Problem description:
Rewrite the listing with every instance of "thickest part" changed to "widest part", leaving everything else as it is.
● ● ● ● ● ● ●
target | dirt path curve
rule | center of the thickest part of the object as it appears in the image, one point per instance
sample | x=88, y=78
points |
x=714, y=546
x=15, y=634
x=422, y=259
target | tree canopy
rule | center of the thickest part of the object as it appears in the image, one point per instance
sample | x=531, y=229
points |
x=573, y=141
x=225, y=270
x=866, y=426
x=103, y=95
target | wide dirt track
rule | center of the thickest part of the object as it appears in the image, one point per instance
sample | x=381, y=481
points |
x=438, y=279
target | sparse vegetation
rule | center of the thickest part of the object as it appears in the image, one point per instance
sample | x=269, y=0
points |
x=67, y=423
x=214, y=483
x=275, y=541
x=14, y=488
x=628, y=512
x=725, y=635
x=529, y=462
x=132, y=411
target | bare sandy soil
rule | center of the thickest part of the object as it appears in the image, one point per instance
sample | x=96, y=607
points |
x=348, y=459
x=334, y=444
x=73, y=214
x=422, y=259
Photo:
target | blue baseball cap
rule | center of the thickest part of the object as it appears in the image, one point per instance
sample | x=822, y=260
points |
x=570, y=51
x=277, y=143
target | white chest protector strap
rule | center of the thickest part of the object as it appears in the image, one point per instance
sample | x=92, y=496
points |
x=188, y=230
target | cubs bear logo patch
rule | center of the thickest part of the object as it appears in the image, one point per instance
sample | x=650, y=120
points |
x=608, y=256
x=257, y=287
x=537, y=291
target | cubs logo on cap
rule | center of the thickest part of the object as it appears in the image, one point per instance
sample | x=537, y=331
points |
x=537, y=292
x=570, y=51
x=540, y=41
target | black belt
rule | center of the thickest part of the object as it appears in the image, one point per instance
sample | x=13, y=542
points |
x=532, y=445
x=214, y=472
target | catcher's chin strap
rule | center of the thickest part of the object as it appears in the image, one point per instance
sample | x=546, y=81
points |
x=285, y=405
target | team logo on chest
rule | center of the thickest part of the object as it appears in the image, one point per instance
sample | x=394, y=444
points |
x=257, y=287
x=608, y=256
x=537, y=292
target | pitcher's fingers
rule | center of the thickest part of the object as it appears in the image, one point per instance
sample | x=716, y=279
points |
● ● ● ● ● ● ●
Written reply:
target | dirt path curve
rule | center of the widest part of the object as it appears in the image, one point per instance
sample | x=88, y=78
points |
x=714, y=546
x=15, y=634
x=422, y=259
target | tree canopy
rule | center of the widest part of the object as it appears in the image, one point per instance
sample | x=531, y=229
points |
x=573, y=141
x=225, y=270
x=866, y=426
x=103, y=95
target | wide dirt track
rule | center of the widest part of the object as it appears in the image, one point per instance
sample | x=381, y=481
points |
x=438, y=279
target | sparse vegetation
rule | center of the widest part of the object as it appears in the image, one point per instance
sample | x=269, y=0
points |
x=67, y=423
x=214, y=483
x=275, y=541
x=14, y=488
x=628, y=512
x=725, y=635
x=529, y=462
x=132, y=411
target | bare sandy soil
rule | center of the widest part of the object as it appears in the image, one point per instance
sample | x=96, y=607
points |
x=348, y=459
x=334, y=444
x=73, y=214
x=422, y=259
Photo:
target | blue baseball cap
rule | center of the widest part of the object as it appears in the image, one point per instance
sample | x=822, y=260
points |
x=570, y=51
x=277, y=143
target | white chest protector strap
rule | center of the widest part of the object as it appears in the image, one point per instance
sample | x=92, y=496
points |
x=188, y=230
target | cubs bear logo patch
rule | center of the widest part of the object as it appears in the image, one point per instance
sample | x=650, y=120
points |
x=608, y=256
x=257, y=287
x=537, y=291
target | cubs logo on cap
rule | center of the widest part of the object as it appears in the image, one point per instance
sample | x=537, y=331
points |
x=537, y=292
x=570, y=51
x=540, y=41
target | black belt
rule | center of the widest part of the object as it appears in the image, one point per instance
sample | x=13, y=542
points |
x=532, y=445
x=214, y=472
target | catcher's chin strap
rule | center of the widest part of the object as it appears in the image, one point per instance
sample | x=546, y=81
points |
x=285, y=405
target | team logo on chest
rule | center of the widest part of the object as it appears in the image, one point per instance
sample | x=394, y=444
points |
x=257, y=287
x=608, y=256
x=537, y=292
target | pitcher's fingers
rule | center of the widest part of the object as it appears in the image, one point per instance
sample | x=716, y=279
points |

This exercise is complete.